* [Document text]:
- - - -

It might be because I took a certain someone’s course about being more bold lately…Hmmm that would, of course, be you Tess. Had wonderful time and learned so much. But most important of all, encouraged to put it into practice. For which I thank you. 🙂
Thank you Elle – this is just what I needed to hear today. Now, I understand more of what I’ve been feeling lately. I’ve wondered why I’ve felt “blah”, no inspiration or effort to write. I couldn’t put my finger on it but sounds real similar to what you’ve described.
I like what you said, “No amount of foot stomping or pouting is going to make any difference” and “Ignoring it doesn’t make it go away”.
Now, thanks to you for addressing this, I can start to just let go and trust.
It looks like there’s a few of us rowing in the same boat here Pat…welcome to the club. Letting go was so great…once I woke up to it…duh. Hopefully you have the same sense of peace and relaxation. 🙂
Yes Elle – it does seem like a lot of us are in the same boat and feeling the same things. I like Dr. Wayne Dyer’s reference to letting go and that’s to “stop interferring”. Thanks for the read and keeping me on my toes. 😆
Oh, I loved this! You’ve just described me lately! Thank you for modeling how I can get through this, too. What a perfect post at a perfect time.
You too Galen? It seems so many of us have been experiencing big growth spurts…so happy I wrote about it. 🙂
I have lots of that kind of feeling of insecurity but whenever I gets that kind of feeling I have comes out of it with great fighting spirit but when some time I have larger feeling I have loose some confidence. thanks for the great post Elle
Welcome…and thanks for sharing your insights. 🙂
This post spoke volumes to me. After having my first child at the age of 43 (not conceived with any type of fertility medicine, just God’s timing and totally unexpected), I’ve had a strong dose of baby blues. I’m not crying at everything, but I’m not happy as I once was before. I’ve been told to take anti-depressants, but I don’t want to mask the issue. I think I can work through this without medicine and I’m coming to terms with sleep deprivation and learning to ask for help. This is life changing, having a baby, especially when it wasn’t planned and at my age when I thought I was going through menopause. As you wrote, life is about changes. Life likes changes. I have to keep repeating that to myself. And it’s ok to not feel a part of it at first. I never was one who adapted to changes quickly. My husband adapts well, but it takes time for me. I’m giving myself the time right now.

- - - -

* [Listed records]:
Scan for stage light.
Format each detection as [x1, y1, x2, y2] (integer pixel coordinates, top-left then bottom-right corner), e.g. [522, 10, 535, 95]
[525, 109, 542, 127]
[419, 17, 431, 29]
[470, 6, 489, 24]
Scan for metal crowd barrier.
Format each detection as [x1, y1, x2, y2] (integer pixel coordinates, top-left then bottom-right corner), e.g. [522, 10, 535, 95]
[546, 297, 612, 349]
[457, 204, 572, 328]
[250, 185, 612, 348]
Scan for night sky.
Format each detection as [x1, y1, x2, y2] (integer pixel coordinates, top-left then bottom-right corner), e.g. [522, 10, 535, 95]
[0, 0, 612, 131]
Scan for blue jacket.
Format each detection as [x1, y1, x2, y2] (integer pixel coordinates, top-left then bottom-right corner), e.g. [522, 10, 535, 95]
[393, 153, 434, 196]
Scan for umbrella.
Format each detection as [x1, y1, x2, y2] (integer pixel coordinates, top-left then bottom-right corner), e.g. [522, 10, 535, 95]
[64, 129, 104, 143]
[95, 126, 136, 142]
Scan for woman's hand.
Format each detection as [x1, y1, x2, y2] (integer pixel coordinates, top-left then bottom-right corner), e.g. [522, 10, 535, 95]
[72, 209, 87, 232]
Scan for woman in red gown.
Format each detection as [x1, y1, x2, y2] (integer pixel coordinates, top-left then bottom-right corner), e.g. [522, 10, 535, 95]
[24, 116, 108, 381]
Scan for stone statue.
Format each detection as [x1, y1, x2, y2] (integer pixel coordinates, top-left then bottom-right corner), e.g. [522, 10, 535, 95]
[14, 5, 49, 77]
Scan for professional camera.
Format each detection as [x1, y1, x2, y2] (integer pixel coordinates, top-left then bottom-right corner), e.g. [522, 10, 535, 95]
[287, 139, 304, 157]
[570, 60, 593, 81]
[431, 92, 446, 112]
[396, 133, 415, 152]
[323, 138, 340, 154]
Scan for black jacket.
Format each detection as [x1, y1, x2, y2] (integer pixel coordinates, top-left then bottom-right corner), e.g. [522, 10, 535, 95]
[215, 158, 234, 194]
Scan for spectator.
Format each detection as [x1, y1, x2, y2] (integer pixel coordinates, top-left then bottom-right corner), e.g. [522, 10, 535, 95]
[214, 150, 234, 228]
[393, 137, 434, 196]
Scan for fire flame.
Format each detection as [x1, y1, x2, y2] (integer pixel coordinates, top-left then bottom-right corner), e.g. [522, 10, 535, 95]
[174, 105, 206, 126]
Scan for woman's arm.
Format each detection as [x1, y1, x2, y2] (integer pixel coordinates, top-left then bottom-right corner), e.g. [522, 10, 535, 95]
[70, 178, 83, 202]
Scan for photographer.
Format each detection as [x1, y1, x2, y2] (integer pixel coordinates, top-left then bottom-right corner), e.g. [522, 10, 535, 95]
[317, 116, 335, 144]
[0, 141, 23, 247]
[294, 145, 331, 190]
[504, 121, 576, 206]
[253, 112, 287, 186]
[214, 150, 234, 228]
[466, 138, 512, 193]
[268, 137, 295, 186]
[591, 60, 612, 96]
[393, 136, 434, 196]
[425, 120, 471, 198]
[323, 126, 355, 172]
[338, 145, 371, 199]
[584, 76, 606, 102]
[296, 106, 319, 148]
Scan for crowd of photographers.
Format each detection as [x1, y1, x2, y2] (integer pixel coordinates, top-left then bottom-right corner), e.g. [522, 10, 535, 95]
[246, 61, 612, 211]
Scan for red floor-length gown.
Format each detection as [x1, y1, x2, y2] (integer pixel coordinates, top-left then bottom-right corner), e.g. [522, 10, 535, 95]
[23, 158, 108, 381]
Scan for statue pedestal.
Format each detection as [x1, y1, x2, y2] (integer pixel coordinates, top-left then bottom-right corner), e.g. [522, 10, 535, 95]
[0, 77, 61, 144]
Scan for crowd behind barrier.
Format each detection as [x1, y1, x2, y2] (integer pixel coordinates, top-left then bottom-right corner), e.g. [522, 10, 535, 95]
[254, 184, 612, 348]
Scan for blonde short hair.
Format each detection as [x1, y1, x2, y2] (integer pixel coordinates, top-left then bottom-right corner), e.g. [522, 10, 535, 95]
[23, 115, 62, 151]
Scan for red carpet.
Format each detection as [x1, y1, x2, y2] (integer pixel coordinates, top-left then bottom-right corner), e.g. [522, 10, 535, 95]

- - - -

* [Brief 1]: In the comment thread on letting go, how old was the last commenter when she had her first child?
* [Brief 2]: Extend the comment thread on letting go, beginning after its final sentence.

* [Exercise response 1]: She was 43.

* [Exercise response 2]:
Hello Aleta and thanks for sharing your story. Congratulations on your bundle of joy and you are so right, that sleep deprivation gets us every time. The good news is that like all things…this too shall pass. I’m so happy to hear you say you’re giving yourself permission to feel what you’re feeling and allowing yourself time to catch up to where you want to be. And you will Aleta, you will. Imagine yourself, rested and happy and enjoying your baby and your life and you’re planting the seeds of your next experience. 🙂
So glad I came upon this post today. I’m flying across the world in 7 days and oh how the discomfort gets stronger, even though this is a decision I made. This is change that I put in motion, but I still feel nervous. I suppose that is the way of adventure and the unknown. Thank you for this bit of courage!
Hello Cassandra…I hope you have an absolutely amazing trip…and I know how you feel. I remember when I came to the states, something I too put in motion…and it turned out to be a most wonderful adventure indeed. Enjoy the experience. 🙂
Its easy to stay in your comfort zone and watch the world go by. And it takes a lot of effort to step outside of it. But once you do, it is liberation and you will never regret it. Thanks for reminding me that once again…
Discomfort is a really good away to describe it. I feel that way sometimes and try to work through it, or as you said “let it go”!
Change is the only constant. So true.